## 演習 1
記録の中で文字列「sleeve」を含む行がいくつあるか数え、その数だけを答えてください。

## 抜粋文
##########

価格交渉・価格転嫁の取組事例
「建築×金融」の知見で差別化 工務店が挑んだ事業計画からの利益確保
- 支援機関によるアドバイス
- ブランド力向上
- 市場調査
- 取引関係の改善
取組のポイント
- 既存ノウハウの掛け合わせによる新しい資産の確立
- 顧客の立場に立脚した包括的な体制構築
価格交渉・価格転嫁を行うきっかけ/ 企業で抱えていた課題
価格転嫁に踏み切った背景には、複合的な市場環境の変化があります。
最も深刻だったのは建築資材の急激な高騰で、コロナ禍前の2019年と比較して材木(プレカット材)は60%、屋根材(金属立平)は55%も上昇していました。
同時に、業界構造の大きな変化として、新築着工件数がバブル期の167万戸から2024年には79万戸まで減少し、2040年には49万戸まで縮小する見通しとなる中、大手住宅メーカーが従来の新築市場からリフォーム市場へと続々参入してきました。この結果、当社のような地場工務店にとって競争環境が激化し、従来の価格設定では利益確保が困難な状況に陥っていました。
加えて、先代から受け継いだ既存顧客の高齢化が進み、将来の事業継続性を考慮すると第一次取得層への顧客転換も重要な経営課題となっていました。
取組を行った内容
主に顧客属性に応じた最適な選択肢の提案と、リスク回避を重視した資金計画の徹底を行いました。
住宅案件においては、住宅ローンの追加融資が困難である特性を踏まえ、トラブル回避を最優先に入念な資金計画を策定しました。具体的には、顧客の年収データ(山形県平均364万円、世帯年収582万円)と借入可能額を詳細に分析し、坪単価に十分な余裕を見込んだ現実的な予算設定を行いました。売上高の追求よりも利益率確保を重視し、全体予算を段階的に顧客と共有することで、価格上昇への理解を得る仕組みを構築しました。
店舗案件では、建築価格高騰により事業計画と見積の乖離が頻発していることから、企画段階から資金調達を伴う事業計画支援に参画し、金融機関との調整時間を考慮した包括的なサポート体制を整備しました。
取組を行ったことにより得られた効果
市場で独自のポジショニングを確立し、競合他社との差別化に成功しました。
最も大きな成果は「新築業界×リフォーム業界」「事業計画支援×建築業」というクロスノウハウの獲得です。大手住宅メーカーがリフォーム市場に参入しても、部署は設立したがリフォームノウハウが不足し商談が進まないケースが多い一方、既存のリフォーム業界は金融・税金リテラシーに課題があり、銀行融資を伴う大型リノベーションを苦手とする傾向があります。同社は両方のノウハウを保有することで、顧客から高い支持を獲得し、リフォーム市場参入メーカーからの協力依頼も増加しました。

##########

## 演習 2
上にある工務店の価格転嫁事例の文章について、最後の文の後に続く内容を書いてください。

##########

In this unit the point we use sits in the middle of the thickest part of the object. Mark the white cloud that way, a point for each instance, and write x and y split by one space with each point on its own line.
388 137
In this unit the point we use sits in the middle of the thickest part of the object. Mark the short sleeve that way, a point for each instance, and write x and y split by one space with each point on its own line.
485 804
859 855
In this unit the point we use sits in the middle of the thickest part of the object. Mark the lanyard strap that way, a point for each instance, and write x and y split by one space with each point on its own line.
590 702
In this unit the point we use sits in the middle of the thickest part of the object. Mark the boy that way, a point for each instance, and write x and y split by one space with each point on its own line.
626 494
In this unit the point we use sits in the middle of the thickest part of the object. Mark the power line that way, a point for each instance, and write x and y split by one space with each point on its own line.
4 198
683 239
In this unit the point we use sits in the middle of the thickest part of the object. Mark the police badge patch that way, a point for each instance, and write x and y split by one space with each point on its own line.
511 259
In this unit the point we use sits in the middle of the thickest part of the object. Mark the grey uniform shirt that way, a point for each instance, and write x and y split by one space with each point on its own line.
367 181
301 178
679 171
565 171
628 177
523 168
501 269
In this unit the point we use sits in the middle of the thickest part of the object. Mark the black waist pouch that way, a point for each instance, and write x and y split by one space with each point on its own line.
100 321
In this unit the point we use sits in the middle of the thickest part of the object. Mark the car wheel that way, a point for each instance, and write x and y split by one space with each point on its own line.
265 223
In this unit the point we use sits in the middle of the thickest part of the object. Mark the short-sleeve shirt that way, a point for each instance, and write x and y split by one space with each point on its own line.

##########

## 解答 1
2

## 解答 2
また、ワンストップでの事業計画から建築までのサポートにより、事業者の負担軽減を実現し、小売店や飲食店等からの引き合いが大幅に増加しました。これらの結果、価格上昇を転嫁しながらも受注拡大を実現するという、一見矛盾する成果を同時に達成しています。
取組を行って感じたこと/ 今後取組を行う企業に対してのコメント
建築業は、住宅ローンや企業予算など「予算を先取りする構造」のため、防衛的な価格転嫁の発想では限界があると感じました。また、高断熱・高気密、全館空調などモノの差別化は日進月歩であり、R&D やマーケティングに多くのリソースを割ける大手企業には太刀打ちできません。
だからこそ、中小企業にしかできない細やかな気遣いや、資本力のある企業が踏み込みにくい間接的な領域こそが差別化の源泉であり、価格転嫁の決定打になると実感しました。実践こそが最大の R&D であり、日々の顧客対応の中にこそマーケティングの本質があると強く感じています。一見、価格転嫁が難しいと思われる業界にも、必ず突破口はあると感じています。重要なのは「値上げの是非」ではなく、自社の強みやリソースをどのように顧客のベネフィットへ変換できるかという視点です。価格転嫁を目的にしてしまうと、利益率や費用対効果ばかりに目が向き、視野が狭くなりがちです。一歩引いて自社を俯瞰し、自社にしかできない価値の設計図を描くことで、結果として独自のポジショニングと「価値提案型の価格転嫁」が実現します。価格の見直しは終点ではなく、次の成長を設計する出発点です。
有限会社スズタカ
一戸建ての新築工事、増築、改築、減築、耐震補強工事などを手掛けています。特に、丁寧な建築工事とお客様のライフスタイルに合わせた提案を強みとし、大工、建築家、ディレクターが協業して住宅ブランドも運営しています。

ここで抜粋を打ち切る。